Word for word, reproduce each of the entries.

# [AVAILABLE DATA]
■ ■ ■ ■ ■ ■ ■

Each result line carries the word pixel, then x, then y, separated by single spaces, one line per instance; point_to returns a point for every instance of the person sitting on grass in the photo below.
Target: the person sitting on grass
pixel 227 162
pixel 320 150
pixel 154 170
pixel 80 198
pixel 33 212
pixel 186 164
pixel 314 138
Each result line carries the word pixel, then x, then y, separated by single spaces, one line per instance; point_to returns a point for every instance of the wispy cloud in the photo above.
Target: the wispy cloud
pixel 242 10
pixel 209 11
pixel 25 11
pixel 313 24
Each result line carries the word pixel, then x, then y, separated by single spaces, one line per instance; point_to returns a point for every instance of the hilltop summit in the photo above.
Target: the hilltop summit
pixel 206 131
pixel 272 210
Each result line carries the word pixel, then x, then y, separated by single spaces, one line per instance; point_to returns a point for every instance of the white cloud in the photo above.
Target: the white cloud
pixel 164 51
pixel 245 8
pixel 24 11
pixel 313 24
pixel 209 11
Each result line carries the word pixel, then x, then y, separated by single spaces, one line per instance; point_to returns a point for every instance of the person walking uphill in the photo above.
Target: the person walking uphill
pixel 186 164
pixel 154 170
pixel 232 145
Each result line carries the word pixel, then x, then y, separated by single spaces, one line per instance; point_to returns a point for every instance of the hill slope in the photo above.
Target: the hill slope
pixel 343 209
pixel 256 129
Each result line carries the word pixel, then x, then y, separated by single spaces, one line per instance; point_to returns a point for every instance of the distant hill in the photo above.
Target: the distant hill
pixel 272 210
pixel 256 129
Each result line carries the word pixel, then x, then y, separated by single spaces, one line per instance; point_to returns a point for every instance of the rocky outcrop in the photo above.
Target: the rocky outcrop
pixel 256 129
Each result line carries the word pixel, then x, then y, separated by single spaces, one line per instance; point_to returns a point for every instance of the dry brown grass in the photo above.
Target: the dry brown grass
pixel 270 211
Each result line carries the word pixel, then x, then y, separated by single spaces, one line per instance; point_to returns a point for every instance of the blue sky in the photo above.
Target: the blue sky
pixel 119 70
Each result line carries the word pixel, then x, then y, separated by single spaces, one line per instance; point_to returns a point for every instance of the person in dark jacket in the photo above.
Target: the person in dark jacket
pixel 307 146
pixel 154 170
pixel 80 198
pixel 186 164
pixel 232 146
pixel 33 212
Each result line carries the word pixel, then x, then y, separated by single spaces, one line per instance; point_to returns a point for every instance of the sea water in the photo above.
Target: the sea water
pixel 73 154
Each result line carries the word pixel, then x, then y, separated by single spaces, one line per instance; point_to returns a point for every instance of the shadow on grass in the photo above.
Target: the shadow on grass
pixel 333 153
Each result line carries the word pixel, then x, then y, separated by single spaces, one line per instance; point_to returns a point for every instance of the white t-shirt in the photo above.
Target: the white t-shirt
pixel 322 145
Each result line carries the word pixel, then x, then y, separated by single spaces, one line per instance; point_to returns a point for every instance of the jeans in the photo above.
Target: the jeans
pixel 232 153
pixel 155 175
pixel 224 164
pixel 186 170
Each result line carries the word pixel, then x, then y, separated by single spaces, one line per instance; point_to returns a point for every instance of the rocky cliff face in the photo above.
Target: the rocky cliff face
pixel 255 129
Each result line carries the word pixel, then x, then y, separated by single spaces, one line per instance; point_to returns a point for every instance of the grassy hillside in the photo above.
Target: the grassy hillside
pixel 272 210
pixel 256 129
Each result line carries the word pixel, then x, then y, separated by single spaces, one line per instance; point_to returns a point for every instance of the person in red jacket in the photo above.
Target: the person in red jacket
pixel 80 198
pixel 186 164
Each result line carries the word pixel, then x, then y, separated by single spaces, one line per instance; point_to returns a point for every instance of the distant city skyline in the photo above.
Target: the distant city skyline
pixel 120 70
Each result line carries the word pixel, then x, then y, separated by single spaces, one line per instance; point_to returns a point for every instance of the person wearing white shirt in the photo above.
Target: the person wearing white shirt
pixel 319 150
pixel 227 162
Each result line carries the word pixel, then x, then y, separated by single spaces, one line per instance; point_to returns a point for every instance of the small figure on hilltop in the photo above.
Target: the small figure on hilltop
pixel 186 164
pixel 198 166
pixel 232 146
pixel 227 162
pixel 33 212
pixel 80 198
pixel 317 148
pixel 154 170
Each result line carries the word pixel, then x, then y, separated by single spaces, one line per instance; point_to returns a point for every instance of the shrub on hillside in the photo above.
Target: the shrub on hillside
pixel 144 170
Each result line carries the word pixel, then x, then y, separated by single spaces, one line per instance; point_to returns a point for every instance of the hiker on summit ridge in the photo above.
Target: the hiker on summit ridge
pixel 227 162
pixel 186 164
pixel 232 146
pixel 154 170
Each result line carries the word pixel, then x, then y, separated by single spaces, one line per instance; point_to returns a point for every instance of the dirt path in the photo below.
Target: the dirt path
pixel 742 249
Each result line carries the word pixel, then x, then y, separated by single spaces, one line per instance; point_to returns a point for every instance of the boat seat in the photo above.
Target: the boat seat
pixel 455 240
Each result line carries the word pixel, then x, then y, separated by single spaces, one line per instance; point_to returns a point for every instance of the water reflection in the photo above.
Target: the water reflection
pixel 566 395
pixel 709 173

■ ■ ■ ■ ■ ■ ■

# [COMPLETED TASK]
Each result line carries the word pixel, then x, then y, separated by single spaces, one line per instance; point_to returns a point for every instance of the person sitting on grass in the photo below.
Target: the person sitting on grass
pixel 227 162
pixel 320 150
pixel 154 170
pixel 80 198
pixel 33 212
pixel 186 164
pixel 314 138
Each result line carries the word pixel, then x, then y, separated by single spaces, one line per instance; point_to returns a point for every instance of the wispy cloud in the photo above.
Target: the wispy cloud
pixel 242 10
pixel 209 11
pixel 25 11
pixel 313 24
Each result line carries the word pixel, then x, then y, separated by single spaces, one line per instance; point_to returns a point for every instance of the hilltop summit in the photo above.
Target: the hilltop summit
pixel 206 131
pixel 272 210
Each result line carries the word pixel, then x, then y, separated by single spaces, one line per instance; point_to returns a point for every instance of the white cloud in the photo above.
Target: the white cloud
pixel 164 51
pixel 245 8
pixel 24 11
pixel 313 24
pixel 209 11
Each result line carries the word pixel, then x, then y, separated by single spaces, one line per instance; point_to returns a point for every instance of the person walking uphill in the photo above.
Target: the person walking uphill
pixel 186 164
pixel 154 170
pixel 232 145
Each result line carries the word pixel, then x, then y, separated by single spaces, one line per instance; point_to returns a point for every instance of the hill slope in the photo above.
Target: the hill slope
pixel 343 209
pixel 256 129
Each result line carries the word pixel, then x, then y, separated by single spaces, one line per instance; point_to returns a point for every instance of the distant hill in the photo above.
Target: the distant hill
pixel 272 210
pixel 256 129
Each result line carries the word pixel, then x, then y, separated by single spaces, one line per instance; point_to returns a point for every instance of the rocky outcrop in the photo above.
Target: the rocky outcrop
pixel 256 129
Each result line carries the word pixel, then x, then y, separated by single spaces, one line per instance; point_to returns a point for every instance of the dry brown grass in the photo above.
Target: the dry brown grass
pixel 270 211
Each result line carries the word pixel, then x, then y, separated by single spaces, one line per instance; point_to returns a point for every instance of the blue sky in the photo above.
Target: the blue sky
pixel 119 70
Each result line carries the word pixel, then x, then y, separated by single spaces, one line per instance; point_to returns a point for every instance of the person in dark jacket in the photo above.
Target: the person in dark jacket
pixel 307 146
pixel 154 170
pixel 80 198
pixel 186 164
pixel 232 146
pixel 33 212
Each result line carries the word pixel, then x, then y, separated by single spaces, one line per instance; point_to returns a point for every instance of the sea water in the photo above.
Target: the sea water
pixel 73 154
Each result line carries the word pixel, then x, then y, separated by single spaces, one line per instance; point_to returns a point for every instance of the shadow on grass in the photo above.
Target: the shadow on grass
pixel 333 153
Each result line carries the word pixel, then x, then y, separated by single spaces, one line per instance; point_to returns a point for every instance of the white t-shirt in the photo above.
Target: the white t-shirt
pixel 322 145
Each result line carries the word pixel, then x, then y, separated by single spaces, one line per instance; point_to returns a point for every instance of the jeans in the photo above.
Target: the jeans
pixel 232 153
pixel 155 175
pixel 224 164
pixel 186 170
Each result line carries the word pixel, then x, then y, separated by single spaces, one line per instance; point_to returns a point for every instance of the rocky cliff face in the photo above.
Target: the rocky cliff face
pixel 255 129
Each result line carries the word pixel, then x, then y, separated by single spaces, one line per instance; point_to returns a point for every instance of the grassy hillside in the photo above.
Target: the grassy hillside
pixel 272 210
pixel 256 129
Each result line carries the word pixel, then x, then y, separated by single spaces, one line per instance; point_to returns a point for every instance of the person in red jacket in the photo above.
Target: the person in red jacket
pixel 80 198
pixel 186 164
Each result line carries the word pixel, then x, then y, separated by single spaces, one line per instance; point_to returns a point for every instance of the distant city skyline in the photo above.
Target: the distant city skyline
pixel 120 70
Each result line carries the word pixel, then x, then y, separated by single spaces, one line per instance; point_to returns a point for every instance of the person wearing white shirt in the photo above.
Target: the person wearing white shirt
pixel 319 150
pixel 227 162
Each result line carries the word pixel, then x, then y, separated by single spaces, one line per instance; point_to returns a point for every instance of the small figure on hilltop in the photo above.
Target: the small figure on hilltop
pixel 186 164
pixel 198 166
pixel 232 146
pixel 227 162
pixel 33 212
pixel 80 198
pixel 317 148
pixel 154 170
Each result line carries the word pixel, then x, then y, separated by single spaces, one line per instance; point_to returns a point for every instance of the shrub on hillside in the photo above.
Target: the shrub on hillside
pixel 144 170
Each result line carries the word pixel, then x, then y, separated by single spaces, one line per instance; point_to returns a point for every instance of the hiker on summit ridge in the photo above.
Target: the hiker on summit ridge
pixel 227 162
pixel 186 164
pixel 232 146
pixel 154 170
Each result line carries the word pixel, then x, then y, separated by single spaces, one line per instance; point_to returns a point for every instance of the dirt path in the photo below.
Target: the dirt path
pixel 742 249
Each result line carries the word pixel, then x, then y, separated by single spaces, one line per instance; point_to returns a point for every instance of the boat seat in the photo above.
Target: the boat seat
pixel 455 240
Each result line carries the word pixel, then x, then y, separated by single spaces, one line per instance; point_to returns a point for every instance of the water reflection in the photo above.
Target: the water reflection
pixel 566 395
pixel 709 173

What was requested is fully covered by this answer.